▸ **Objective a**:
Please copy these records line for line, beginning at the first line of the records and stopping after the line that contains "[64,56,93,82]", including both of those lines.

▸ **Page**:
# # # # #

Richard Bauckham has published essentially the same discussion of Ruth in different contexts:
Is the Bible Male? The Book of Ruth and Biblical Narrative, Grove Biblical Series 2 (Cambridge: Grove Books, 1996).
‘The Book of Ruth and the Possibility of a Feminist Canonical Hermeneutic, Biblical Interpretation 5, 1 (1997), 29-45.
Gospel Women: Studies of the Named Women in the Gospels (Grand Rapids: Eerdmans, 2002), 1-16 (‘The Book of Ruth as a Key to Gynocentric Reading of Scripture’).
In short, Bauckham suggests that an otherwise androcentric text (Ruth, in this case) essentially authorises a gynocentric reading of that text.
The book of Ruth, he avers, can play a crucial role in forming a feminist hermeneutic that accepts the normative function of the canon even while resisting much of its androcentricity. Seen from a gynocentric perspective, the social structures evident in Ruth are made to work to the advantage of women and are not as patriarchal as they may first appear.

# # # # #

▸ **Objective b**:
Give the title of each of the three works by Bauckham cited in the passage on the book of Ruth, using the main title of each book or article.

# # # # #

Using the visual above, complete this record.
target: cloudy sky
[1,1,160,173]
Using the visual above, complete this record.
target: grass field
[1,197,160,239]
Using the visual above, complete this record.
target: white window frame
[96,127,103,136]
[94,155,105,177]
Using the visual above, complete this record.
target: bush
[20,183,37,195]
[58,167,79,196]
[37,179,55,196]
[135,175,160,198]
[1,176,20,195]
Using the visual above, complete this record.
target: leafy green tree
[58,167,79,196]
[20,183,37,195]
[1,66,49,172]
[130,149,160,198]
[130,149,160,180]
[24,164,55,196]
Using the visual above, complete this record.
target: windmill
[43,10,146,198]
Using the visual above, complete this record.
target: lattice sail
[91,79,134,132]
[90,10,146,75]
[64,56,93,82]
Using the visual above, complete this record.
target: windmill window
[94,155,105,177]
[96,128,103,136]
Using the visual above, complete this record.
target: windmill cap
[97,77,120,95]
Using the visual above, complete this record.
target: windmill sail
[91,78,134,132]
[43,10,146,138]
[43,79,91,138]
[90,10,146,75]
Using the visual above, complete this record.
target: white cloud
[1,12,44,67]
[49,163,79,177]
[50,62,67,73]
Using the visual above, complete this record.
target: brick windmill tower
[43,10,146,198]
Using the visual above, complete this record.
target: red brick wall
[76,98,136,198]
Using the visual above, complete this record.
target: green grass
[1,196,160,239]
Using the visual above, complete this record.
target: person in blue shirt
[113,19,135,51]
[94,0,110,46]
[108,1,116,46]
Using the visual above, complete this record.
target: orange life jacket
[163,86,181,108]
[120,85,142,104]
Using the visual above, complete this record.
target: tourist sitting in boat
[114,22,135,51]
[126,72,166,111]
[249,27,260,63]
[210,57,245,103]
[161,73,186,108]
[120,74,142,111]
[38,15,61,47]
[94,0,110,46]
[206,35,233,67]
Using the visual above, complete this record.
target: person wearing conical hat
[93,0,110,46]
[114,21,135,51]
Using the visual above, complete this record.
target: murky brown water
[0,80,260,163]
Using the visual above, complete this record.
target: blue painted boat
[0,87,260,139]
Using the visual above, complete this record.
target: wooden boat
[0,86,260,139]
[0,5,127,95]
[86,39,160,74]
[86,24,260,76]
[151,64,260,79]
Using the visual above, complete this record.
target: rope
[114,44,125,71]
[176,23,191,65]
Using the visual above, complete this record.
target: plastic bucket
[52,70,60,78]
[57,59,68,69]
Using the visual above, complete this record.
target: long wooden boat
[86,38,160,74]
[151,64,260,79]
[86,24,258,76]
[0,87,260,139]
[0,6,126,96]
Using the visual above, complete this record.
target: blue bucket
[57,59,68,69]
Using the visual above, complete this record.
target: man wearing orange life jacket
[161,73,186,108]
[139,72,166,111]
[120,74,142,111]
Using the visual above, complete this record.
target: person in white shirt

# # # # #

▸ **Written response a**:
Using the visual above, complete this record.
target: cloudy sky
[1,1,160,173]
Using the visual above, complete this record.
target: grass field
[1,197,160,239]
Using the visual above, complete this record.
target: white window frame
[96,127,103,136]
[94,155,105,177]
Using the visual above, complete this record.
target: bush
[20,183,37,195]
[58,167,79,196]
[37,179,55,196]
[135,175,160,198]
[1,176,20,195]
Using the visual above, complete this record.
target: leafy green tree
[58,167,79,196]
[20,183,37,195]
[1,66,49,172]
[130,149,160,198]
[130,149,160,180]
[24,164,55,196]
Using the visual above, complete this record.
target: windmill
[43,10,146,198]
Using the visual above, complete this record.
target: lattice sail
[91,79,134,132]
[90,10,146,75]
[64,56,93,82]

▸ **Written response b**:
- Is the Bible Male? The Book of Ruth and Biblical Narrative
- The Book of Ruth and the Possibility of a Feminist Canonical Hermeneutic
- Gospel Women: Studies of the Named Women in the Gospels